TO DO: Copy the listing in full and exactly, omitting its images.

───── PROVIDED MATERIAL

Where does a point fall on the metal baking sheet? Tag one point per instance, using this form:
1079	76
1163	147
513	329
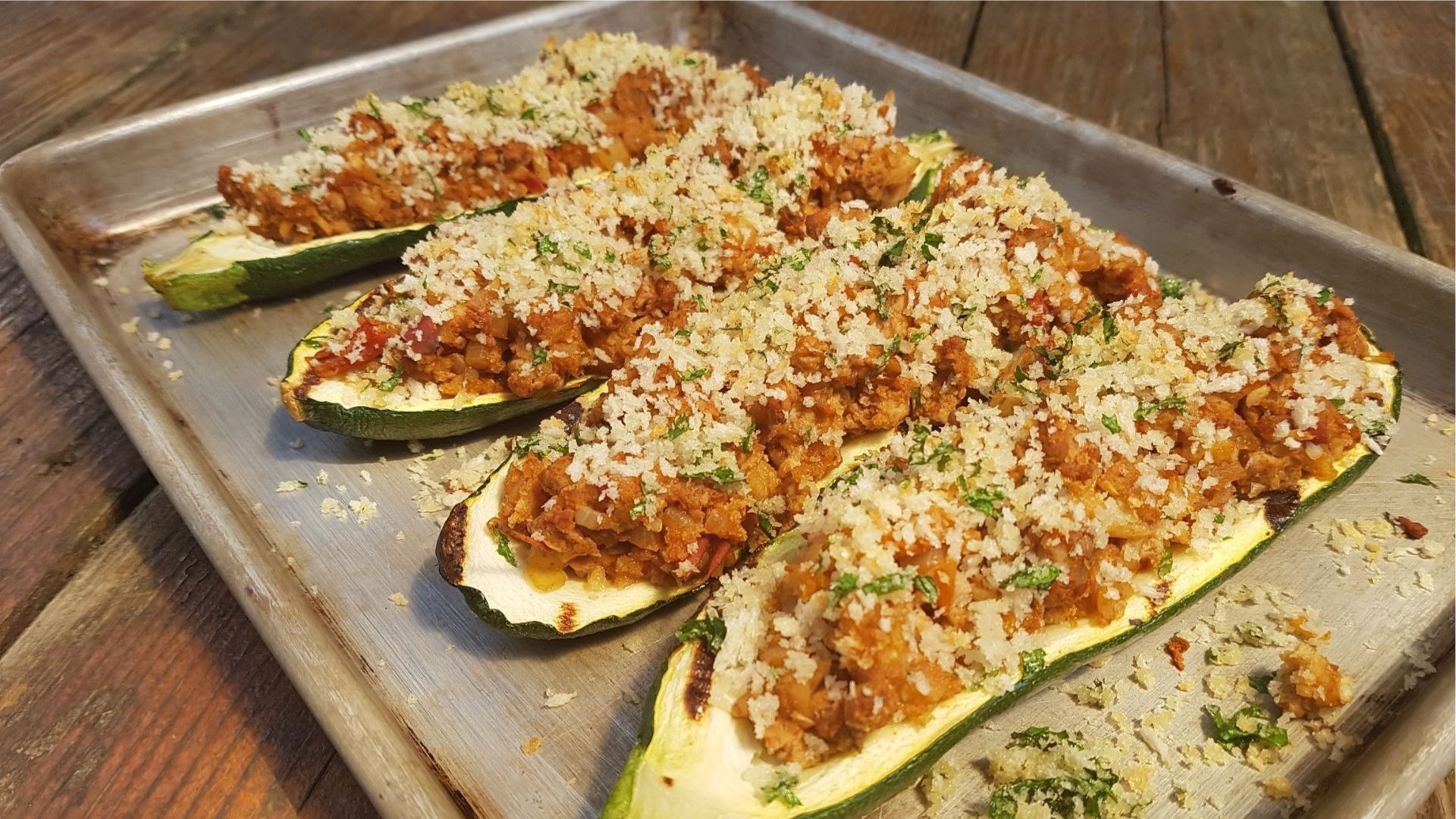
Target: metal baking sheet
430	707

──────────

ANSWER FOR THIS EXERCISE:
Where does a point fall on the metal baking sheet? Tag one point per instance, using this form:
1079	76
1163	147
513	329
Target: metal baking sheet
430	707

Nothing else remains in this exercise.